Doch, das wollte der genau so!
Für Martin Luther war die Kirche ein menschlicher Verein. Inklusive Irrtümer
Lena Uphoff
30.08.2017

"Der Luther wollte das doch gar nicht, was sich heute evangelische Kirche nennt.“ ­Willi kann sein Stirnrunzeln nur mit einem abschätzigen Grinsen drapieren, wenn jemand auf den 500. Jahrestag von Martin Luthers Thesenanschlag zu sprechen kommt. Mein hier schon mehrfach zitierter Sitznachbar in unserer Dorfkneipe sagt von sich selbst, er habe in „eurer großen Bigotterie das Gottlos gezogen“. So weit, so lustig. Aber das Thema „Christentum und Kirchen“ beschäftigt Willi dennoch.

# Zu bearbeitende Aufgaben:
1) Stimmen diese Aussagen mit dem Textauszug oben überein? Antworte jeweils mit Ja oder Nein und zitiere die entscheidenden Worte. (a) Willi ist der Sitznachbar in der Dorfkneipe. (b) Das Thema Christentum und Kirchen lässt Willi völlig kalt. (c) Es geht um den 400. Jahrestag von Luthers Thesenanschlag.
2) Was war die Kirche für Martin Luther laut dem Textauszug oben?

# Bereitgestellte Daten:

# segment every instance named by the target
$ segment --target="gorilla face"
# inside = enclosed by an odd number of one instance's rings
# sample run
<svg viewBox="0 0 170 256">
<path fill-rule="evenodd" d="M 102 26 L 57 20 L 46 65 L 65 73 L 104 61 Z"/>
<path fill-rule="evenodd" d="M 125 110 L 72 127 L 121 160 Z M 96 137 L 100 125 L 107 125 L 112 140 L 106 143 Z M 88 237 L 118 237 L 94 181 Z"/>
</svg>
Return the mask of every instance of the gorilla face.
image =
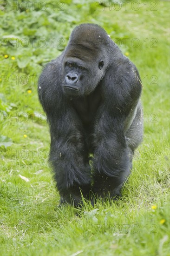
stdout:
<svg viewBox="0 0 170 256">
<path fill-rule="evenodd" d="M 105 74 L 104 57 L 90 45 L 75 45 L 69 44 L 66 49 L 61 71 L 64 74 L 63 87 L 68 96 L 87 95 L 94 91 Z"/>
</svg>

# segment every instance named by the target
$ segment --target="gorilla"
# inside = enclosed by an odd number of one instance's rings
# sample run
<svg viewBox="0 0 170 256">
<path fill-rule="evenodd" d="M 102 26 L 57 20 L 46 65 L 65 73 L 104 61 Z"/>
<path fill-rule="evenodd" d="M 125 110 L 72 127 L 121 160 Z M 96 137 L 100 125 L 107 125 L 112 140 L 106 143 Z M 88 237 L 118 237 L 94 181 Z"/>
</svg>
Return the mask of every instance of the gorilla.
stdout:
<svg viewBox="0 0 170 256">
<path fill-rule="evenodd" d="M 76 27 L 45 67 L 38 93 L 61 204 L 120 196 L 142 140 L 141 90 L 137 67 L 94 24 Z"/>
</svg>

# Lösungen je Aufgabe:
1)
(a) Ja: „Mein hier schon mehrfach zitierter Sitznachbar in unserer Dorfkneipe“
(b) Nein: „Aber das Thema „Christentum und Kirchen“ beschäftigt Willi dennoch.“
(c) Nein: „auf den 500. Jahrestag von Martin Luthers Thesenanschlag“

2) Ein menschlicher Verein, inklusive Irrtümer.